#### [EXCERPTED TEXT]
########

LONDON (Reuters):OVERSEAS DOCTORS, mainly from the Indian sub-continent, demonstrated outside the Department of Health in London yesterday to protest against new rules forcing them to leave Britain.
Immigration regulations an-nounced last month mean doctors from outside the European Union will no longer be able to train in Britain without a work permit, a change which could hit up to 20,000 doctors.
Around 70 per cent of those affected come from the Indian subcontinent, a traditional recruiting ground for Britain's state funded National Health Service.
PETITION
During the protest, attended by around 250 doctors, a petition was delivered to Prime Minister Tony Blair's nearby Downing Street residence, complaining about the "sudden withdrawal" of work permits.
Some said they had borrowed large sums of money to come to Britain which would take them many years to pay off in India.
"I am five thousand pounds in debt. I am in financial crisis", said Dr Alok Kalyani, from northwest India.

########

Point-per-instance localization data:
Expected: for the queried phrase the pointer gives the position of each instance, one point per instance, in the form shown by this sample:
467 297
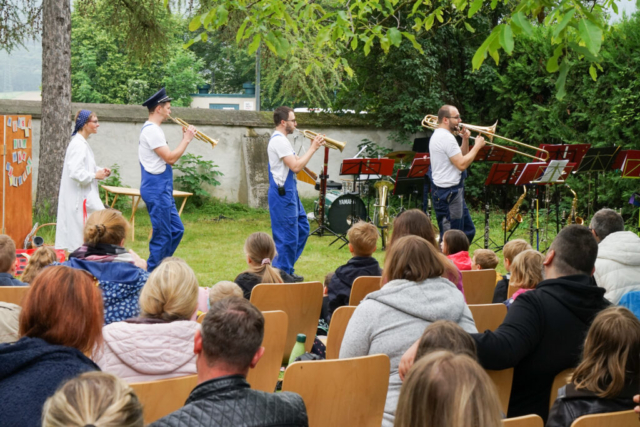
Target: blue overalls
289 223
157 193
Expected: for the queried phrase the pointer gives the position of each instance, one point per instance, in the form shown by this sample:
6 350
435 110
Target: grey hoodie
390 320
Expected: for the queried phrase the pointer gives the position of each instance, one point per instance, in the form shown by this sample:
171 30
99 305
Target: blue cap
158 98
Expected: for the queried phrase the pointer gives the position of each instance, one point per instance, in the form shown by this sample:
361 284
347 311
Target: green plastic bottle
298 348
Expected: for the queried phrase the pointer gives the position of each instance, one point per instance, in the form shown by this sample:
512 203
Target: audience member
61 320
609 374
510 250
121 274
260 251
618 263
8 262
42 257
362 237
455 246
228 345
93 399
448 390
159 343
526 273
388 321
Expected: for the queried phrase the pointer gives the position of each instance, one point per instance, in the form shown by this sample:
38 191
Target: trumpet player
289 222
449 163
156 188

########

#### [TASK REQUIREMENTS]
Can you carry on the news report about overseas doctors protesting Britain's work permit rules, starting after its last line? The material has no connection to the news report on the overseas doctors' protest.

#### [YOUR RESPONSE]
Kalyani said he had been in the final round of interviews for a hospital training post when the new rules came into force, and was told he was no longer eligible for the job.
Medical trainees work for up to seven years as junior doctors before qualifying as consultants or general practitioners.
OVERSEAS MEDICS TRAINED
Shortages of doctors in the past meant Britain encouraged overseas medics to train in the NHS, but a rise in the number of home-trained medical students has increased competition for suitable training jobs.
"The new rule is unfair and unjust, and leads to discrimination against doctors who have been the backbone of the NHS since its inception," said Dr Ramesh Mehta, president of the British Association of Physicians of Indian Origin.